*** Records to process ***
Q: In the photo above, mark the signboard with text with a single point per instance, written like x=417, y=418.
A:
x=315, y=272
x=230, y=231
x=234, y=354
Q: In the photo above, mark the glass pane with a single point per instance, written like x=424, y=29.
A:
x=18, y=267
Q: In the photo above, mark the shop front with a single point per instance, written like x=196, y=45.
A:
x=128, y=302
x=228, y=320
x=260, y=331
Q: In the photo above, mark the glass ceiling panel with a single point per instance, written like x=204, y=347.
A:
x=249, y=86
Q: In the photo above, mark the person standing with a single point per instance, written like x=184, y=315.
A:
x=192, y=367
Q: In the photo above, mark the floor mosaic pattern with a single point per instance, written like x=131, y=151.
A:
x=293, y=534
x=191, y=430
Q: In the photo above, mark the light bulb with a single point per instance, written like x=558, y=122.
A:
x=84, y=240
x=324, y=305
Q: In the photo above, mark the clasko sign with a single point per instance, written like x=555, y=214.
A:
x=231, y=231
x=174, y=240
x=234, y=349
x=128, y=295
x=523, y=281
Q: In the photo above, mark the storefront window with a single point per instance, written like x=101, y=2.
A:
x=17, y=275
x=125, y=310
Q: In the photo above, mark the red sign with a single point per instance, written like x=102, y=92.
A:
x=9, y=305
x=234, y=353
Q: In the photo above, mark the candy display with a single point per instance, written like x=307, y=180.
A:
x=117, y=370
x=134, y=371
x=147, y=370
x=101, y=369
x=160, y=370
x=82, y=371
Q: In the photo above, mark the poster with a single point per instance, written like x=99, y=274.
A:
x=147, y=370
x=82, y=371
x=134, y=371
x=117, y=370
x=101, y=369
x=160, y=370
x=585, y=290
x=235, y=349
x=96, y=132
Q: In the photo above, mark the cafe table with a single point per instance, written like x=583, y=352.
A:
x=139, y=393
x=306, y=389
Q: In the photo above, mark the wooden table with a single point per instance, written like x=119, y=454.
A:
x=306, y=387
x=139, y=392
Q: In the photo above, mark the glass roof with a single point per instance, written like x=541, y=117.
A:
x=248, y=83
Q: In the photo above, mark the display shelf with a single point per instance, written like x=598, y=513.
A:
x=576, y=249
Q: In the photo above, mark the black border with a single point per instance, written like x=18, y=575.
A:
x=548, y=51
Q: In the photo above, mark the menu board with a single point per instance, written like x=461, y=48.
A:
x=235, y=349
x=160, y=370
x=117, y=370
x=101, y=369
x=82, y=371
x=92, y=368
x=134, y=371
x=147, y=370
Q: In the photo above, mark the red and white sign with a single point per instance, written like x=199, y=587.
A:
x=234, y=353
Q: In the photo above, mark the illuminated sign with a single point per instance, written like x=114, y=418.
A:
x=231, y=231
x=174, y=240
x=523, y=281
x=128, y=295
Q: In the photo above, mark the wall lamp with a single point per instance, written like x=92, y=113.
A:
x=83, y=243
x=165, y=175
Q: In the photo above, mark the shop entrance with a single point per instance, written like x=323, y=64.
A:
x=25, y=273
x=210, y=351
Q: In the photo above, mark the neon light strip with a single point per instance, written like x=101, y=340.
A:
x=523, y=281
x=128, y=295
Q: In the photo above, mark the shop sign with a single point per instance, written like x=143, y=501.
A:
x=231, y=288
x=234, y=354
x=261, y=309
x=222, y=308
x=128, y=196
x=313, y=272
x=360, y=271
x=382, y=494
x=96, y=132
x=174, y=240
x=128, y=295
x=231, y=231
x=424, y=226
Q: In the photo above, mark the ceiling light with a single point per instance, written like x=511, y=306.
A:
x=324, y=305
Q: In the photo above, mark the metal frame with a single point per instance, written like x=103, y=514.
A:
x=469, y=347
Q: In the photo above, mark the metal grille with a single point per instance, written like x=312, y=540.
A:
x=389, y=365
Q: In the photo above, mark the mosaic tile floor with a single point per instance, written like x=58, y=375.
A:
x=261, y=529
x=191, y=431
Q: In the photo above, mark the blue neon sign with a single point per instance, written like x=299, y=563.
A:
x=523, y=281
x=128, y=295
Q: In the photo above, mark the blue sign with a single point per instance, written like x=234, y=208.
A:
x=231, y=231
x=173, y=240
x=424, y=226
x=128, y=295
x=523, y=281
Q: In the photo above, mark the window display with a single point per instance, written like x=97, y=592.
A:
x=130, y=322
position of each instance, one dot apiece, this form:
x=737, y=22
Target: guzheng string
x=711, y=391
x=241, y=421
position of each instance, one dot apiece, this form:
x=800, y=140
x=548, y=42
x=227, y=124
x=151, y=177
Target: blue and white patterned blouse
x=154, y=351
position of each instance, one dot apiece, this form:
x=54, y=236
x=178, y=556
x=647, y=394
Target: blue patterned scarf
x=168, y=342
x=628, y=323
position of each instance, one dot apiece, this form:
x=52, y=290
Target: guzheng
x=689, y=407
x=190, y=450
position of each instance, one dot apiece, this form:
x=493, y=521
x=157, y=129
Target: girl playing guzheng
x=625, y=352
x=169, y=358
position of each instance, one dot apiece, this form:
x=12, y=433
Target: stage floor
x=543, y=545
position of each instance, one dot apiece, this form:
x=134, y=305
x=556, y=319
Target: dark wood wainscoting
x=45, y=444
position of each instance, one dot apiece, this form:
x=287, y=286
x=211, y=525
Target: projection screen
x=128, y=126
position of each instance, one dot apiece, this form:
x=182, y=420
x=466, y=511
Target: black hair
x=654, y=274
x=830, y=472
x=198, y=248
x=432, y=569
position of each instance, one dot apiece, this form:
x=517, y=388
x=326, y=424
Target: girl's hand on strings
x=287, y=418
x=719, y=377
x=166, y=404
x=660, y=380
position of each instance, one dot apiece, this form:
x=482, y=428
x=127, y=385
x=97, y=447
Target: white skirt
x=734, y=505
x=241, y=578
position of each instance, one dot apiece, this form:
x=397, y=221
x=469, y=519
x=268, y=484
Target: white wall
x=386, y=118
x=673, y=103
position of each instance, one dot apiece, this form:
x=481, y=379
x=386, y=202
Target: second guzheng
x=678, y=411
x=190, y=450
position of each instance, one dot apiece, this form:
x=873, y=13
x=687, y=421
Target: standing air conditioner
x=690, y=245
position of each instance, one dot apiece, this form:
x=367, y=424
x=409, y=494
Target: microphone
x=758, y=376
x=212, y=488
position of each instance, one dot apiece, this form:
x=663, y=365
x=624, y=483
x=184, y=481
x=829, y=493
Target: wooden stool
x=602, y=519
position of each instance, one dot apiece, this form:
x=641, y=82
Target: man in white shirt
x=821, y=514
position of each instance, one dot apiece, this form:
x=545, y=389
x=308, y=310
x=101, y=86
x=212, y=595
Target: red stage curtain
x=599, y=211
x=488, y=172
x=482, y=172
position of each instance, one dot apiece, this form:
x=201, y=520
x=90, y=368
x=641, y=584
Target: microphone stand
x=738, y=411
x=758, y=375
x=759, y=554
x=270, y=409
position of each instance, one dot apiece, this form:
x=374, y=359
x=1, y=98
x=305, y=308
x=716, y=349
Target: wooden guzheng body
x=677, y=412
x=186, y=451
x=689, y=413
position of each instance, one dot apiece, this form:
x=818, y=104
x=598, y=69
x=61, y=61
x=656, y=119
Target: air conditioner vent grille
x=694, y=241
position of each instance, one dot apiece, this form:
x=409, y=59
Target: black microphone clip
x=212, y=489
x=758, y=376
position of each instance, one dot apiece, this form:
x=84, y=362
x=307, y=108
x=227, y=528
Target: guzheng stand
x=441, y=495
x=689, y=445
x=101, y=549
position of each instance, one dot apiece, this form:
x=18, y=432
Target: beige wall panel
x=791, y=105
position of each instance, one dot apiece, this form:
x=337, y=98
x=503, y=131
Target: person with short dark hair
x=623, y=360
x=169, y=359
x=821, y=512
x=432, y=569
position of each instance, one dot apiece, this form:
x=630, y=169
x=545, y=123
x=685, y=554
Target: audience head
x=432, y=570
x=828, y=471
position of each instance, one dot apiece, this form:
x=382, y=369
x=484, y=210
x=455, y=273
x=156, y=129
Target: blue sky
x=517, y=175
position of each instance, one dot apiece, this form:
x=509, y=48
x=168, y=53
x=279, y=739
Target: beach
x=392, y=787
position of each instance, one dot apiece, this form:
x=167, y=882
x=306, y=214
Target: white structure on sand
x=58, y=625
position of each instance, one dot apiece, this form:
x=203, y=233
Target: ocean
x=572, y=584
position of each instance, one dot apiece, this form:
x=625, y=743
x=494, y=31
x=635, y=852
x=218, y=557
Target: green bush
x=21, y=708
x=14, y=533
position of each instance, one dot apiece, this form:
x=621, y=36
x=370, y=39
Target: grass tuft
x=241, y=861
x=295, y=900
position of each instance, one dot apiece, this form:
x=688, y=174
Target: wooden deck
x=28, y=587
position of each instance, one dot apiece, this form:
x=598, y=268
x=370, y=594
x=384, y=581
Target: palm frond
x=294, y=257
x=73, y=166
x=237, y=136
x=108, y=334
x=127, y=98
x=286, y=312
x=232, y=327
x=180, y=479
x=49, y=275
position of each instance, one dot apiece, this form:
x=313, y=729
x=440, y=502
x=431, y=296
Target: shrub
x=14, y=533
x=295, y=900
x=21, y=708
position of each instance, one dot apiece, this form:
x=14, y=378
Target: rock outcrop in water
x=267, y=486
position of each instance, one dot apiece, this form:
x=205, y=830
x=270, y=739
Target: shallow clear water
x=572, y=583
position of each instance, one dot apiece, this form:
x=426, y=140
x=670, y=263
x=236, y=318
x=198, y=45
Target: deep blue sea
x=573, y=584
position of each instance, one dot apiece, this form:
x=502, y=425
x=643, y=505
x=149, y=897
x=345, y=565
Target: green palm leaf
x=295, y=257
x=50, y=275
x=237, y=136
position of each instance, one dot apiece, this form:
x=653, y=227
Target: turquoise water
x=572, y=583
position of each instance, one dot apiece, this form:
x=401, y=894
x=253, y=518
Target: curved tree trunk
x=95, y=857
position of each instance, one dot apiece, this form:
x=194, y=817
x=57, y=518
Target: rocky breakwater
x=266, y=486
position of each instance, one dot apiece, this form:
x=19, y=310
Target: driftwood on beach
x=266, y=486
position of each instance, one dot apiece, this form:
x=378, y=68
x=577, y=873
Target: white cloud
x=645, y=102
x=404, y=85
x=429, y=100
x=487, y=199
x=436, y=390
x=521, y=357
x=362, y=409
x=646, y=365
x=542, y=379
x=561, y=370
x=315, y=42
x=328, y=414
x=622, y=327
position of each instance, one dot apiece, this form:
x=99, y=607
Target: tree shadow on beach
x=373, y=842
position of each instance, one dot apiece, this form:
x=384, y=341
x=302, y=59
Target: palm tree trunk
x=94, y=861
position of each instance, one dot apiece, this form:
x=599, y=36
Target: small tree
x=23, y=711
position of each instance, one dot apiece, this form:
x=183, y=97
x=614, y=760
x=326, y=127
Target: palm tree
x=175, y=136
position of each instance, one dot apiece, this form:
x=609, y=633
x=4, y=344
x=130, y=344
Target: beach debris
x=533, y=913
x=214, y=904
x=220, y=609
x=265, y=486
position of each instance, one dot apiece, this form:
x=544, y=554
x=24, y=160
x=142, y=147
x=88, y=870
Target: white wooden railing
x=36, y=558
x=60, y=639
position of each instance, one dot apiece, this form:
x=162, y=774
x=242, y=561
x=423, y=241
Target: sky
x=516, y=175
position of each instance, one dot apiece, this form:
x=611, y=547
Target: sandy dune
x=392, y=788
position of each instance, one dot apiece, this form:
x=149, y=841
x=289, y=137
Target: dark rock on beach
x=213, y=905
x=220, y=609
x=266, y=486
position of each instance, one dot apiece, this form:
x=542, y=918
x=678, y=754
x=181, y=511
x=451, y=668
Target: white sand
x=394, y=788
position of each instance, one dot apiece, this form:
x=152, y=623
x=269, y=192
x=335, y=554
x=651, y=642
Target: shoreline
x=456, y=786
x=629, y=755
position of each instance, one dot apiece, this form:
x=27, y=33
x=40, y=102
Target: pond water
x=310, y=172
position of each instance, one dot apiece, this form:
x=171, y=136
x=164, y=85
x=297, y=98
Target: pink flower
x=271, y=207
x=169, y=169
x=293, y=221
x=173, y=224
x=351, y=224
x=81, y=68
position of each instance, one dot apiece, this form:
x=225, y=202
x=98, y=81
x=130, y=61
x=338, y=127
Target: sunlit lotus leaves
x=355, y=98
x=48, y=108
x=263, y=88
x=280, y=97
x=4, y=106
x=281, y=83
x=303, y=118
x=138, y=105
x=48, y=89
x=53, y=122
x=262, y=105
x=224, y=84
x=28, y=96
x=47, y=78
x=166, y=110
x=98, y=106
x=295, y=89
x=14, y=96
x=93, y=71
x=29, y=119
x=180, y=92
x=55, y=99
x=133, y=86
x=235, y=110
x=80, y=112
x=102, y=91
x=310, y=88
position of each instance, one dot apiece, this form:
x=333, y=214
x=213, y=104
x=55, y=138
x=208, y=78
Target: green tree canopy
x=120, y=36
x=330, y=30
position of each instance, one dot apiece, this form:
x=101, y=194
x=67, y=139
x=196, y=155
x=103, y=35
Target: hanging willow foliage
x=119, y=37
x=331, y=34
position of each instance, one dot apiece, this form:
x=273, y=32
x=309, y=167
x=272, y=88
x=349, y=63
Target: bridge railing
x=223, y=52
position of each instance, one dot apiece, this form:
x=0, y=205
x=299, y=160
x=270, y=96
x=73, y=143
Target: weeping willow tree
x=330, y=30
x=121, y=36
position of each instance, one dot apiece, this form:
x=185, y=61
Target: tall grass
***
Short exercise => Pick out every line of the data above that contains the word "metal", and copy each one in full. Case counts.

Exercise answer =>
Q: In the photo above, mark the metal frame with a single point per instance, written like x=103, y=514.
Q: In the photo above, mark the metal grille with a single point per instance, written like x=312, y=540.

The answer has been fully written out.